What this task involves>
Collect every row that contains the word "cookie" and copy each one in full. Case counts.

Provided records>
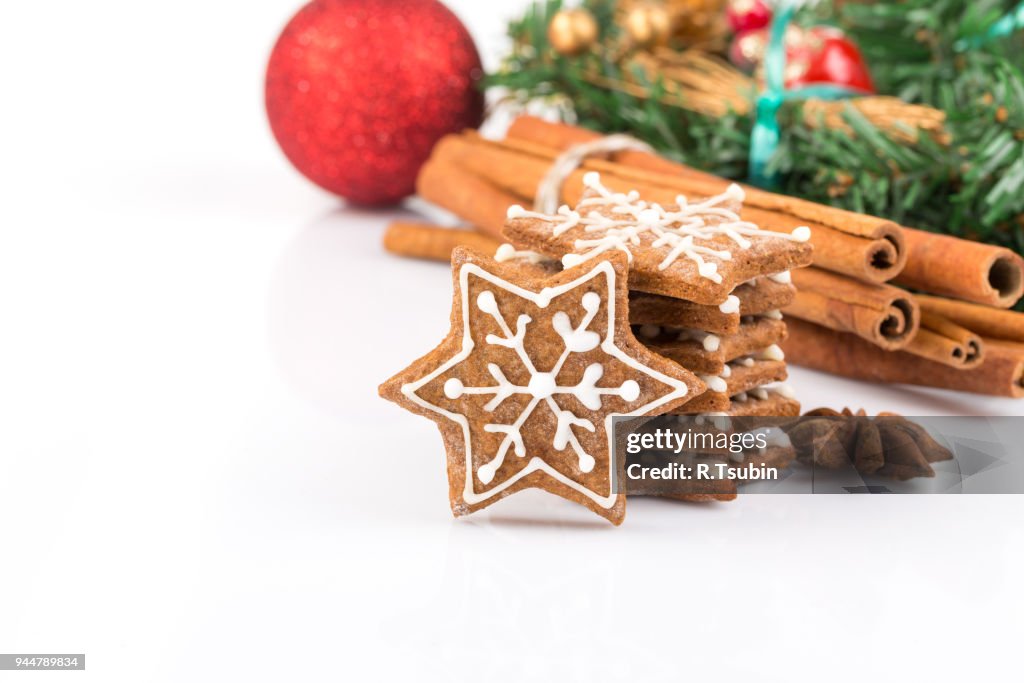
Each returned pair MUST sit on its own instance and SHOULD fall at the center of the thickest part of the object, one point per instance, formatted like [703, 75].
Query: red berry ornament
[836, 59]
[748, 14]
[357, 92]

* * *

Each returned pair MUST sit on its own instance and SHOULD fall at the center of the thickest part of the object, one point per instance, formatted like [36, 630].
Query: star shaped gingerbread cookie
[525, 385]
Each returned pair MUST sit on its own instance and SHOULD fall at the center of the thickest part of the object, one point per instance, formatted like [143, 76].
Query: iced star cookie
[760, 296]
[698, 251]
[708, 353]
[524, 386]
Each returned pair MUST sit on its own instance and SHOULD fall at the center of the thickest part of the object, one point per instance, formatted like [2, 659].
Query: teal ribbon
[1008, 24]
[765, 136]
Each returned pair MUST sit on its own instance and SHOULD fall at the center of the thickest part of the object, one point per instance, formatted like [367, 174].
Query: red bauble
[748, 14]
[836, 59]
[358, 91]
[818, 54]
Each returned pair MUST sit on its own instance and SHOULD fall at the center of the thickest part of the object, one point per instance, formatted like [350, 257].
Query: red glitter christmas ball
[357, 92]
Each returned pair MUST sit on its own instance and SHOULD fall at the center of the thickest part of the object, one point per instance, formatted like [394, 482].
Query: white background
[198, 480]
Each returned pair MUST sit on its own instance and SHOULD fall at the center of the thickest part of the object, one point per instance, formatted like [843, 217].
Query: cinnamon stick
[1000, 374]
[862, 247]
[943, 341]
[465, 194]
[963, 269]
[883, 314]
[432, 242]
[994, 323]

==

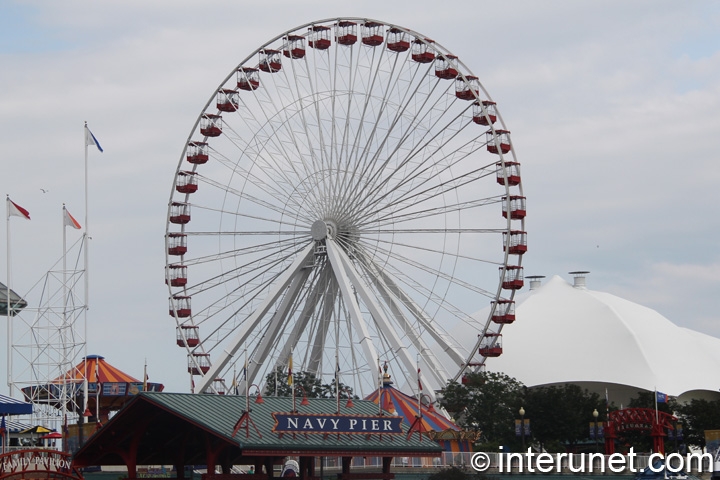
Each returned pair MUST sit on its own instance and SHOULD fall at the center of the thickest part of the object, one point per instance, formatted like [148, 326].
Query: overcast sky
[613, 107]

Full output>
Query: star shaped gingerbread cookie
Query: iced star cookie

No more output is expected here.